Stated task
Please reproduce the listing below word for word, leaving out the pictures.

--- START Data for this task ---

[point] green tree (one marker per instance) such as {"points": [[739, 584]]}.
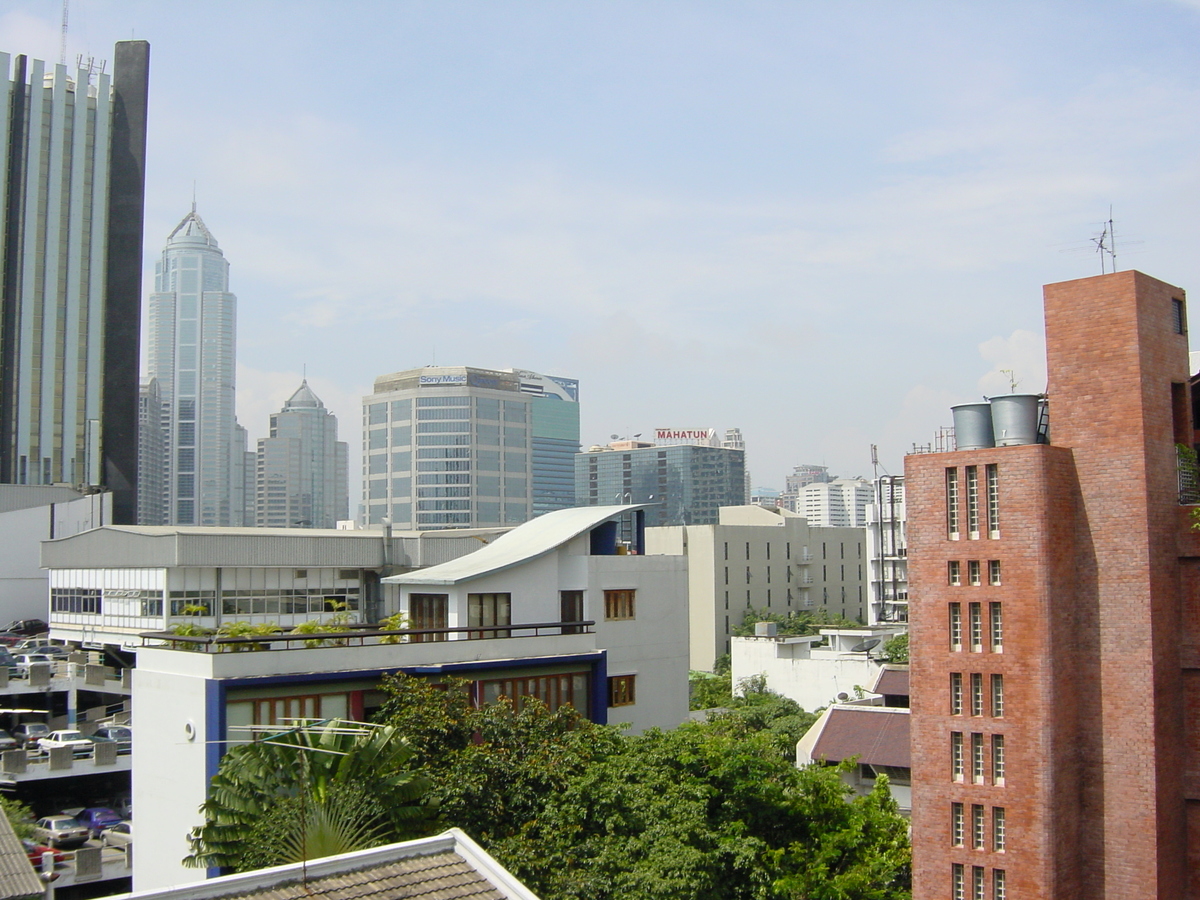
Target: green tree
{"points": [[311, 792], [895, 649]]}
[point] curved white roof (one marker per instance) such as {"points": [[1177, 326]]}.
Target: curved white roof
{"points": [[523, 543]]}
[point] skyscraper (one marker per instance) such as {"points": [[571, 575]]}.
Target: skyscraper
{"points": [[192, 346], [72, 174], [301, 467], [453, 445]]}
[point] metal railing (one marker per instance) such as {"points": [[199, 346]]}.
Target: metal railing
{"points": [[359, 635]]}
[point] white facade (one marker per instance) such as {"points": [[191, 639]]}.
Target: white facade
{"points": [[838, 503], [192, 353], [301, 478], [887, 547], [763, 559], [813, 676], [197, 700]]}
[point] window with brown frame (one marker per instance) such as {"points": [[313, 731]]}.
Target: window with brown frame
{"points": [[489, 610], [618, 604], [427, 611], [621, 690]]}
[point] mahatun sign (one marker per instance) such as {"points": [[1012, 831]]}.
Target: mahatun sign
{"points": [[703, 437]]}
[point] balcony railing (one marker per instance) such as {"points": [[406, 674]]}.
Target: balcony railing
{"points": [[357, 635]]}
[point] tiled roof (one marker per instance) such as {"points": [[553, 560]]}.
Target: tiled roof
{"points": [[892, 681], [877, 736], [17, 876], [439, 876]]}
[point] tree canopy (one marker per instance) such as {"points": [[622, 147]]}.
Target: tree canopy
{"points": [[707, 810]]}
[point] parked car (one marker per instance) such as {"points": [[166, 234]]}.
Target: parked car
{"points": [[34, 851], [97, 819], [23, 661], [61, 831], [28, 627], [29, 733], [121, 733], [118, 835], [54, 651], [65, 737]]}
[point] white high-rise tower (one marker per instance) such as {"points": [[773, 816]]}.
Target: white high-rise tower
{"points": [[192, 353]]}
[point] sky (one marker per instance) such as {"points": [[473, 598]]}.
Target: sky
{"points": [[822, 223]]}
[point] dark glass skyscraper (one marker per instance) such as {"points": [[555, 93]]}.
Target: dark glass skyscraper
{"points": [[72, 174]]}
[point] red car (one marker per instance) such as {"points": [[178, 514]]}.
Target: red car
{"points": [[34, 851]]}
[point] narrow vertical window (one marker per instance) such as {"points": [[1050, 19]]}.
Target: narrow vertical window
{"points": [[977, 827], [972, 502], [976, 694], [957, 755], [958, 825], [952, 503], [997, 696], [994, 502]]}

--- END Data for this task ---

The output
[point] green tree (one marker per instance) such as {"points": [[739, 584]]}.
Target: green tree
{"points": [[311, 792], [895, 649]]}
[point] curved white roof (one marker per instance) such as {"points": [[1177, 326]]}.
Target: curved white roof
{"points": [[523, 543]]}
[point] skyscraper (one marker per instance) such as {"points": [[571, 575]]}.
Target: skyscraper
{"points": [[192, 346], [72, 174], [301, 467], [453, 445]]}
[point] metal railing (one marker per instance) such as {"points": [[199, 346]]}.
Target: metal railing
{"points": [[359, 635]]}
[point] white facade (one marker per instance) such as {"points": [[191, 639]]}.
Target: white facade
{"points": [[838, 503], [192, 353], [301, 478], [887, 547], [763, 559], [813, 676], [197, 700]]}
[point] window with brown frame (one marker per instance) such as {"points": [[313, 731]]}.
Target: window with brown frame
{"points": [[489, 610], [618, 604], [427, 611], [621, 690]]}
[point] mahatun sign (one marker per instance) such as {"points": [[1012, 831]]}.
Target: mahatun sign
{"points": [[703, 437]]}
[point] balcony railing (one marker per instance) such as {"points": [[406, 674]]}.
Target: balcony railing
{"points": [[357, 635]]}
[point] tiled roof (one marker per instance) such as {"points": [[553, 560]]}.
Target: tiled roof
{"points": [[892, 681], [877, 736], [17, 876], [439, 876]]}
[point] tree canopy (one marker per instance) such as {"points": [[622, 147]]}.
Target: tree canopy
{"points": [[707, 810]]}
[point] parked car (one marker per instance) such as {"points": [[166, 234]]}.
Target: parked car
{"points": [[34, 851], [97, 819], [23, 661], [61, 831], [28, 627], [29, 733], [121, 733], [118, 835], [54, 651], [65, 737]]}
[point] white high-rise tower (one marker per instance) such as {"points": [[773, 816]]}.
Target: white high-rise tower
{"points": [[192, 353]]}
[point] sky (one marker per instance) such as {"points": [[473, 598]]}.
Target: sky
{"points": [[822, 223]]}
[point] dark glass skyscraper (one marker per instance) such as {"points": [[555, 93]]}.
Target: dark glass skyscraper
{"points": [[72, 174]]}
[point] red car (one marker per instance) such as {"points": [[178, 514]]}.
Target: red car
{"points": [[34, 851]]}
[point] narrow vertical window (one marker per instance) such as {"points": [[1050, 19]]}.
Target: narrow vertical window
{"points": [[977, 827], [972, 502], [976, 694], [957, 755], [958, 825], [952, 503], [997, 696], [994, 502]]}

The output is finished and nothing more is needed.